>> Begin DATASET CONTENT

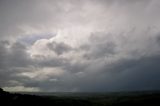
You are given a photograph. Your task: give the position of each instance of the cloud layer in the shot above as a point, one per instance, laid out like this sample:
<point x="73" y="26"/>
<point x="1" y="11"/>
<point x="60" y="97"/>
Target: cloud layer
<point x="72" y="45"/>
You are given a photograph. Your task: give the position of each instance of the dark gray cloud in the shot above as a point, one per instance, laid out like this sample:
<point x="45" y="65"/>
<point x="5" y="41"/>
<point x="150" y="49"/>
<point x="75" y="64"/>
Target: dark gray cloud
<point x="86" y="45"/>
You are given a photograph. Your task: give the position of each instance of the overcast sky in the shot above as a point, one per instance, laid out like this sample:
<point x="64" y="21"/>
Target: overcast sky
<point x="79" y="45"/>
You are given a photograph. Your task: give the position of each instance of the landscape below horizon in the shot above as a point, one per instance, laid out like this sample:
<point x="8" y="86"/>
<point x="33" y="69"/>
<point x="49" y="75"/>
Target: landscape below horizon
<point x="80" y="52"/>
<point x="147" y="98"/>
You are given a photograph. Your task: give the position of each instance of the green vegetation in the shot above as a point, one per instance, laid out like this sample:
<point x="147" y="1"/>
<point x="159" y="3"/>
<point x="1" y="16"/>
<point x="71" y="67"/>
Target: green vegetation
<point x="88" y="99"/>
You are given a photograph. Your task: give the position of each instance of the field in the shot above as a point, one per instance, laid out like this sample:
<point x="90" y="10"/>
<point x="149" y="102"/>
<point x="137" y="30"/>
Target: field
<point x="147" y="98"/>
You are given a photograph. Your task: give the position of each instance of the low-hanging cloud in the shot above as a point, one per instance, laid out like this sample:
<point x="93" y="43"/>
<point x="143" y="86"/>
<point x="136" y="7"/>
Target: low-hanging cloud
<point x="88" y="45"/>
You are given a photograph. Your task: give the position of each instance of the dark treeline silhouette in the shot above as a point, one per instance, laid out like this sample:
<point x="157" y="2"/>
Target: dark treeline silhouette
<point x="121" y="99"/>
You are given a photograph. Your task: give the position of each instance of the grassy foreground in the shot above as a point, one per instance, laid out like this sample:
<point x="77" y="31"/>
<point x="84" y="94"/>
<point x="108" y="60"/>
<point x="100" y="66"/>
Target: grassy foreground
<point x="110" y="99"/>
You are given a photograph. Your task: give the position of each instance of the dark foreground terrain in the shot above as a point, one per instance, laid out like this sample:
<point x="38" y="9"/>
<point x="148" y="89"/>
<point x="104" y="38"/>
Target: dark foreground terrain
<point x="108" y="99"/>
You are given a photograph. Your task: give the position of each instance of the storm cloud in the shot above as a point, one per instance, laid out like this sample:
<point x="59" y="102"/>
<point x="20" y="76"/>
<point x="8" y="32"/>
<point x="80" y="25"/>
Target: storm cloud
<point x="79" y="45"/>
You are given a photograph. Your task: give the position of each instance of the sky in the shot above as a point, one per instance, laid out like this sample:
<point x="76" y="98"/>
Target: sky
<point x="79" y="45"/>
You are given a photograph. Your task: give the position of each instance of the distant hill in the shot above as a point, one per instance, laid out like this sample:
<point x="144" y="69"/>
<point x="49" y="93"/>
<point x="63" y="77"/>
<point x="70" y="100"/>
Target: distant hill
<point x="120" y="99"/>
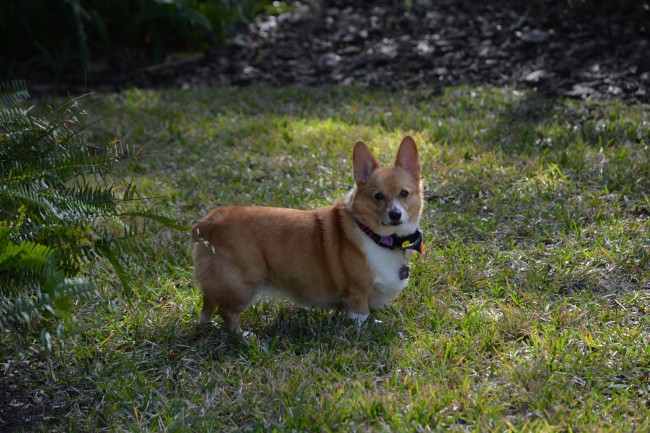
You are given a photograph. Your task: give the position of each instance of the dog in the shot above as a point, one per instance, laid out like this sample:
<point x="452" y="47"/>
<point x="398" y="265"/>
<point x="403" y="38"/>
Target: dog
<point x="352" y="254"/>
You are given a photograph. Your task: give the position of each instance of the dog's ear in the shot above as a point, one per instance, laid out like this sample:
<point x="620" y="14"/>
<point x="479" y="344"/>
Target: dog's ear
<point x="363" y="163"/>
<point x="408" y="158"/>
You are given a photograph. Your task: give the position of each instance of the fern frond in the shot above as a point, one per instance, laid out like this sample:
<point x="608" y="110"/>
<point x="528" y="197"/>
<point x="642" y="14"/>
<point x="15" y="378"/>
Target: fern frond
<point x="12" y="92"/>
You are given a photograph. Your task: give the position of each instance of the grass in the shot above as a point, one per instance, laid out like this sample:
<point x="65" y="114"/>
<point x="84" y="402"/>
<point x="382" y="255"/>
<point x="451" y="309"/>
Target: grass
<point x="529" y="313"/>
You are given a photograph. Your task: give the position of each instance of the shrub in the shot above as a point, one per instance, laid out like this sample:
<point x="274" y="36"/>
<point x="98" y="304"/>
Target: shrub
<point x="75" y="33"/>
<point x="62" y="206"/>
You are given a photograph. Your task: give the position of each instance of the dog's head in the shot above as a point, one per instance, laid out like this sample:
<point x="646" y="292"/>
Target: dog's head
<point x="387" y="199"/>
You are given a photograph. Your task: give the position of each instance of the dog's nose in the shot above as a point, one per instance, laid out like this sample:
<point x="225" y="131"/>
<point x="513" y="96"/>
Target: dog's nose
<point x="394" y="214"/>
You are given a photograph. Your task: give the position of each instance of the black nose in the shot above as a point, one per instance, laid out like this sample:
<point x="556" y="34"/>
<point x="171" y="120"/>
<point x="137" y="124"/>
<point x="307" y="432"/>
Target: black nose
<point x="394" y="215"/>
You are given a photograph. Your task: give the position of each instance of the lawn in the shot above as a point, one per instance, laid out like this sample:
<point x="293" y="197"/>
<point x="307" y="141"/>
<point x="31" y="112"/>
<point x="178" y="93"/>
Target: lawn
<point x="530" y="311"/>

>> End DATASET CONTENT

### PROBLEM REQUIREMENTS
Render the records above as a JSON list of strings, one string per line. Skip blank lines and leave out the pictures.

### TASK RESULT
[
  "You are given a photograph. Your task: give the position of each instance of the cloud layer in the shot above as a point, one per instance, laid out like this sample:",
  "<point x=\"73\" y=\"26\"/>",
  "<point x=\"1\" y=\"11\"/>",
  "<point x=\"60\" y=\"97\"/>",
  "Target: cloud layer",
  "<point x=\"72\" y=\"45\"/>",
  "You are given a photograph. Your task: give the position of each instance of the dark gray cloud in the shot above as a point, one per instance, laid out like this sample:",
  "<point x=\"45\" y=\"65\"/>",
  "<point x=\"5\" y=\"41\"/>",
  "<point x=\"150\" y=\"49\"/>",
  "<point x=\"75\" y=\"64\"/>",
  "Target: dark gray cloud",
  "<point x=\"86\" y=\"45\"/>",
  "You are given a photograph. Your task: give the position of each instance of the overcast sky in the shot above as a point, one per instance, laid out like this sample:",
  "<point x=\"64\" y=\"21\"/>",
  "Target: overcast sky",
  "<point x=\"79\" y=\"45\"/>",
  "You are given a photograph. Your task: give the position of each instance of the landscape below horizon in the shot above as a point, one per instance, laid out like this sample:",
  "<point x=\"8\" y=\"86\"/>",
  "<point x=\"33\" y=\"69\"/>",
  "<point x=\"49\" y=\"75\"/>",
  "Target: landscape below horizon",
  "<point x=\"80\" y=\"52\"/>",
  "<point x=\"147\" y=\"98\"/>",
  "You are given a photograph. Your task: give the position of each instance of the green vegetation in the shot above as a point, one per instance, laid out like this sample:",
  "<point x=\"147\" y=\"1\"/>",
  "<point x=\"159\" y=\"3\"/>",
  "<point x=\"1\" y=\"16\"/>",
  "<point x=\"71\" y=\"67\"/>",
  "Target: green vegetation",
  "<point x=\"88\" y=\"99\"/>",
  "You are given a photograph. Your task: give the position of each instance of the field in the shot above as a point, one per instance, laid out like this sample:",
  "<point x=\"90\" y=\"10\"/>",
  "<point x=\"149\" y=\"102\"/>",
  "<point x=\"137\" y=\"30\"/>",
  "Target: field",
  "<point x=\"147\" y=\"98\"/>",
  "You are given a photograph. Your task: give the position of each instance of the low-hanging cloud in the shot above as a point, one per instance, laid out like this sample:",
  "<point x=\"93\" y=\"43\"/>",
  "<point x=\"143\" y=\"86\"/>",
  "<point x=\"136\" y=\"7\"/>",
  "Target: low-hanging cloud",
  "<point x=\"88\" y=\"45\"/>",
  "You are given a photograph. Your task: give the position of each instance of the dark treeline silhouette in the shot above as a point, one per instance, laid out like this sample:",
  "<point x=\"157\" y=\"2\"/>",
  "Target: dark treeline silhouette",
  "<point x=\"121\" y=\"99\"/>",
  "You are given a photograph. Your task: give the position of each instance of the grassy foreground in the shot above as a point, one per instance, laid out like this sample:",
  "<point x=\"77\" y=\"31\"/>",
  "<point x=\"84\" y=\"94\"/>",
  "<point x=\"108\" y=\"60\"/>",
  "<point x=\"100\" y=\"66\"/>",
  "Target: grassy foreground",
  "<point x=\"110\" y=\"99\"/>",
  "You are given a photograph. Your task: give the position of each instance of the dark foreground terrain in the shot above as a point, one per instance, laid out like this sample:",
  "<point x=\"38\" y=\"9\"/>",
  "<point x=\"148\" y=\"89\"/>",
  "<point x=\"104\" y=\"38\"/>",
  "Target: dark foreground terrain",
  "<point x=\"108\" y=\"99\"/>",
  "You are given a photograph. Your task: give the position of each instance of the storm cloud in the shot above as a point, one per instance, laid out like this sample:",
  "<point x=\"59\" y=\"102\"/>",
  "<point x=\"20\" y=\"76\"/>",
  "<point x=\"8\" y=\"32\"/>",
  "<point x=\"80\" y=\"25\"/>",
  "Target: storm cloud",
  "<point x=\"79\" y=\"45\"/>",
  "You are given a photograph. Your task: give the position of each instance of the sky in the shot above as a point, one per instance, laid out like this sample:",
  "<point x=\"76\" y=\"98\"/>",
  "Target: sky",
  "<point x=\"79\" y=\"45\"/>",
  "You are given a photograph. Your task: give the position of each instance of the distant hill in the shot above as a point, one per instance, laid out like this sample:",
  "<point x=\"144\" y=\"69\"/>",
  "<point x=\"49\" y=\"93\"/>",
  "<point x=\"63\" y=\"77\"/>",
  "<point x=\"70\" y=\"100\"/>",
  "Target: distant hill",
  "<point x=\"120\" y=\"99\"/>",
  "You are given a photograph. Your task: give the position of each instance of the dog in the shot above as a point, one per instance, laid out like this sample:",
  "<point x=\"452\" y=\"47\"/>",
  "<point x=\"398\" y=\"265\"/>",
  "<point x=\"403\" y=\"38\"/>",
  "Target: dog",
  "<point x=\"352\" y=\"254\"/>",
  "You are given a photograph. Your task: give the position of each instance of the dog's ear in the shot above as a point, one per instance, laid out like this sample:",
  "<point x=\"620\" y=\"14\"/>",
  "<point x=\"479\" y=\"344\"/>",
  "Target: dog's ear",
  "<point x=\"363\" y=\"163\"/>",
  "<point x=\"408\" y=\"158\"/>",
  "You are given a photograph. Your task: give the position of each instance of the fern frond in the shot above as a point, one per instance, laid out like this sample:",
  "<point x=\"608\" y=\"110\"/>",
  "<point x=\"528\" y=\"197\"/>",
  "<point x=\"642\" y=\"14\"/>",
  "<point x=\"15\" y=\"378\"/>",
  "Target: fern frond",
  "<point x=\"12\" y=\"92\"/>",
  "You are given a photograph. Your task: give the position of each instance of the grass in the shot above as a point, one per instance, laid out like this sample:",
  "<point x=\"65\" y=\"114\"/>",
  "<point x=\"84\" y=\"402\"/>",
  "<point x=\"382\" y=\"255\"/>",
  "<point x=\"451\" y=\"309\"/>",
  "Target: grass",
  "<point x=\"529\" y=\"313\"/>",
  "You are given a photograph. Your task: give the position of each instance of the shrub in the shot above as a point, one per instance, laid out like this sample:",
  "<point x=\"274\" y=\"36\"/>",
  "<point x=\"98\" y=\"304\"/>",
  "Target: shrub",
  "<point x=\"75\" y=\"33\"/>",
  "<point x=\"62\" y=\"206\"/>",
  "You are given a photograph. Your task: give the position of each instance of the dog's head in the shot above as a point, one per instance, laid out like this sample:",
  "<point x=\"646\" y=\"292\"/>",
  "Target: dog's head",
  "<point x=\"387\" y=\"199\"/>",
  "You are given a photograph. Your task: give the position of each instance of the dog's nose in the shot above as a point, one per instance, laid out like this sample:",
  "<point x=\"225\" y=\"131\"/>",
  "<point x=\"513\" y=\"96\"/>",
  "Target: dog's nose",
  "<point x=\"394\" y=\"214\"/>",
  "You are given a photograph. Your task: give the position of each instance of the black nose in the shot above as a point, one per instance, laid out like this sample:",
  "<point x=\"556\" y=\"34\"/>",
  "<point x=\"171\" y=\"120\"/>",
  "<point x=\"137\" y=\"124\"/>",
  "<point x=\"307\" y=\"432\"/>",
  "Target: black nose",
  "<point x=\"394\" y=\"215\"/>",
  "You are given a photograph. Your task: give the position of each instance of the lawn in the shot above as a point, one per instance, laid out like this sample:",
  "<point x=\"293\" y=\"197\"/>",
  "<point x=\"307\" y=\"141\"/>",
  "<point x=\"31\" y=\"112\"/>",
  "<point x=\"178\" y=\"93\"/>",
  "Target: lawn",
  "<point x=\"530\" y=\"311\"/>"
]